- _Task requirements_
Filter this material down to the lines that hold "branch", copying each one.

- _Source information_
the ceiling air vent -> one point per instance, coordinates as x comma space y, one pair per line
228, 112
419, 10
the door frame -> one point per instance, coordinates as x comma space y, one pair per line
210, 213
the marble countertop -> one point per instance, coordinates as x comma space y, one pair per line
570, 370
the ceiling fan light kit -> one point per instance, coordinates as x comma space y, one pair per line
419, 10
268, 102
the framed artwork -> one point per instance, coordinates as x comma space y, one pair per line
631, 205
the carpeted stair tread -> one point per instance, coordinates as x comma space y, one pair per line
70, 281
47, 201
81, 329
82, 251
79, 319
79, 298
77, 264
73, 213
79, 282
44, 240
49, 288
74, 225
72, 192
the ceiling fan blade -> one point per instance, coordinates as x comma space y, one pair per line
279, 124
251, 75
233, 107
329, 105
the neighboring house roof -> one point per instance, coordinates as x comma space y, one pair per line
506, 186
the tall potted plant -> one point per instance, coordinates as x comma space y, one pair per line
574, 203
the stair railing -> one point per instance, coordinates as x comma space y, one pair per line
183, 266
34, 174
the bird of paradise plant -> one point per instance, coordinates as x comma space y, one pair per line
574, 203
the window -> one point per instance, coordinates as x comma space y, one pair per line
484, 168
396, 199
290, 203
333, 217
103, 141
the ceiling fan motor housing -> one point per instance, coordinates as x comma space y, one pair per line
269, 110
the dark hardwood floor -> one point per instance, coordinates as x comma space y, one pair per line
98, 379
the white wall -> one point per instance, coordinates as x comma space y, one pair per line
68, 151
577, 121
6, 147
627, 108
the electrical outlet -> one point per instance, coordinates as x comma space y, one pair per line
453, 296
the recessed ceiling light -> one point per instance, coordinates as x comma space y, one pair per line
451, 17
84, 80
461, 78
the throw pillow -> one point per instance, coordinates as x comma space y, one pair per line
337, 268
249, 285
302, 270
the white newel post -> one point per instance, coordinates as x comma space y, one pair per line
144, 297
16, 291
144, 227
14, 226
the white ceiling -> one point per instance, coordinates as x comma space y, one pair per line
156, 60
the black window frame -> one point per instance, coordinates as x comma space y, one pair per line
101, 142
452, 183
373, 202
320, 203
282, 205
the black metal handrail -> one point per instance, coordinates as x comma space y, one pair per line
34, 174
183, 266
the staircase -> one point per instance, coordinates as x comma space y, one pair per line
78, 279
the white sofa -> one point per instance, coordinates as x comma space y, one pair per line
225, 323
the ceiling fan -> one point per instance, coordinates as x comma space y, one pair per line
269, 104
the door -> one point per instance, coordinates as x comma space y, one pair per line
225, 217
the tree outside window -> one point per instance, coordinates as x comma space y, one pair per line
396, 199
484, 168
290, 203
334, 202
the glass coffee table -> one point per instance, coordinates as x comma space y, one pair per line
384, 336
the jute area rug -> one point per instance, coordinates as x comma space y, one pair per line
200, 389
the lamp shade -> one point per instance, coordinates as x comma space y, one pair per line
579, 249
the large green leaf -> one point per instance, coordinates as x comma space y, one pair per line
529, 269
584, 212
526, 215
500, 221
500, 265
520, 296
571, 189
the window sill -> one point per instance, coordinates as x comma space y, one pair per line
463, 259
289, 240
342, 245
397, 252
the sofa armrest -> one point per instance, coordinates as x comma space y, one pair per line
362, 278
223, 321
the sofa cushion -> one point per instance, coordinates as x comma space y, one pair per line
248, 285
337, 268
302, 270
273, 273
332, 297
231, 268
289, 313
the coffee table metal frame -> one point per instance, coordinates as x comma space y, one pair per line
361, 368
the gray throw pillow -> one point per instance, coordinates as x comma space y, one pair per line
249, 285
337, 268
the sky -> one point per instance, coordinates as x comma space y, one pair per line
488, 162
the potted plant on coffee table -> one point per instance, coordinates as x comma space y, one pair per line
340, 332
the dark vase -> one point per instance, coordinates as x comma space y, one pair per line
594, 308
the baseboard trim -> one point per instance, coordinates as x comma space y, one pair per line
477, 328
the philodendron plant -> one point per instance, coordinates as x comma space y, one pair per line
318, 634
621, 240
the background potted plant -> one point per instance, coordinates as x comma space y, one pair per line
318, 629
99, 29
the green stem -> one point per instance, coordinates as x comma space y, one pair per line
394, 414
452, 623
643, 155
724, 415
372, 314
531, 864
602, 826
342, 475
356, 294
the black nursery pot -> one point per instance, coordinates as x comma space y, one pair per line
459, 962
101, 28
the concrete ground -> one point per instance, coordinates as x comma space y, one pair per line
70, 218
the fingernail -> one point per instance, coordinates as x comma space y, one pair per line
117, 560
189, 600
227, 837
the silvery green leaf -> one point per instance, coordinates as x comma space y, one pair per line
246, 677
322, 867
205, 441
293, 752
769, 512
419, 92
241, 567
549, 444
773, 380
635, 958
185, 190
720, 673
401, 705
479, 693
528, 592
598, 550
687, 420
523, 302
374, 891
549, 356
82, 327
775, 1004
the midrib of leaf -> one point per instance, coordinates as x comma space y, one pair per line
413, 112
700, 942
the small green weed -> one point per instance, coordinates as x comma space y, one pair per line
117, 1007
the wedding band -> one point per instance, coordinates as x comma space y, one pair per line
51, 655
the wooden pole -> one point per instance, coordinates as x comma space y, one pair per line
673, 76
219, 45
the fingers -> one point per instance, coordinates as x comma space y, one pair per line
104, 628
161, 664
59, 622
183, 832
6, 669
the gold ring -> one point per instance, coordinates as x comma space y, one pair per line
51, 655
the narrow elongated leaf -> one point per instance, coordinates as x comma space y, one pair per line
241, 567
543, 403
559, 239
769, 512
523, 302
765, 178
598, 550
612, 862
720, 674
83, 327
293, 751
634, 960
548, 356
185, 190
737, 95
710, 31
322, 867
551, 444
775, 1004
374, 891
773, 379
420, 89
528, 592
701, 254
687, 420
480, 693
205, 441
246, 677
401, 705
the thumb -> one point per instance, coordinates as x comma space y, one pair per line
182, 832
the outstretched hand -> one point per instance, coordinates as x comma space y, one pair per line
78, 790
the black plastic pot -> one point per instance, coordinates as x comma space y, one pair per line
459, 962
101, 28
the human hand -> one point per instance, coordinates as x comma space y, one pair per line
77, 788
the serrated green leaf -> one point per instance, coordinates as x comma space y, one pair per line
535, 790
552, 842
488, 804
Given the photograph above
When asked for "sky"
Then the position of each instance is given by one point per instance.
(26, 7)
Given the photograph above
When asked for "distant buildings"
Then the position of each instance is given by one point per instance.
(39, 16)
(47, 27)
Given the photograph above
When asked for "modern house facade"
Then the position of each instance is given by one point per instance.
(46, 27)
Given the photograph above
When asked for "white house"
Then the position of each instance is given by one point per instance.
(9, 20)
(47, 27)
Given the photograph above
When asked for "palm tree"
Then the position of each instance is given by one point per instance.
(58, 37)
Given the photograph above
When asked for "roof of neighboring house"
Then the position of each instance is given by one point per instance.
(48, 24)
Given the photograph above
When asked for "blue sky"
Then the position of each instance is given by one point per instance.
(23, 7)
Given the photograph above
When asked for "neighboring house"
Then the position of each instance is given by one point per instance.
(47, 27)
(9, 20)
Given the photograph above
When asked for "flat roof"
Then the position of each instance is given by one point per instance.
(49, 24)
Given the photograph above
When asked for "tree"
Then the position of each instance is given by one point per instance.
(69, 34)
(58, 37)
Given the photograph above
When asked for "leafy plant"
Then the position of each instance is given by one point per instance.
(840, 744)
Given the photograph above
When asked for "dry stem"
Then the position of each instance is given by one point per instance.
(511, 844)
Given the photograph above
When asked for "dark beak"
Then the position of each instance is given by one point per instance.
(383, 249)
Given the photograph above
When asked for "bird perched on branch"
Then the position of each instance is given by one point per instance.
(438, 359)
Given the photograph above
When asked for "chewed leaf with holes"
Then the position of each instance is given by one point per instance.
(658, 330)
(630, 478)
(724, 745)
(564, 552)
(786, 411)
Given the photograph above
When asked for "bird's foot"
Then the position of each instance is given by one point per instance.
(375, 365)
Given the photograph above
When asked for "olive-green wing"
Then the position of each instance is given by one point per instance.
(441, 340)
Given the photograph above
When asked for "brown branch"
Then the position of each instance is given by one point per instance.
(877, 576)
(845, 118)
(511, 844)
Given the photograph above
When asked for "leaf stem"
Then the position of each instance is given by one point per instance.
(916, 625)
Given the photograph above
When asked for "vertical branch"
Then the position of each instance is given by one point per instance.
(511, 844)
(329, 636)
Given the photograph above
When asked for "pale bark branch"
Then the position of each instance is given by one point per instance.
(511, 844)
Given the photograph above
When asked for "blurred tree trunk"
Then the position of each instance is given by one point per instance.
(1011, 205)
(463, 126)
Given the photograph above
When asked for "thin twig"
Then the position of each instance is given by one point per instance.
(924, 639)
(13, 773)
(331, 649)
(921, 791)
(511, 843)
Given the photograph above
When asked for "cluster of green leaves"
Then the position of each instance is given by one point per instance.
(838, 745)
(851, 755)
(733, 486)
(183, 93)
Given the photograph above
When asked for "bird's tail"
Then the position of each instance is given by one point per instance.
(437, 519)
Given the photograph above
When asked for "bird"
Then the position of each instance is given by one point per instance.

- _Your response_
When asked for "bird perched on branch"
When asked for "brown branch"
When asked for "vertical branch"
When asked for "pale bark branch"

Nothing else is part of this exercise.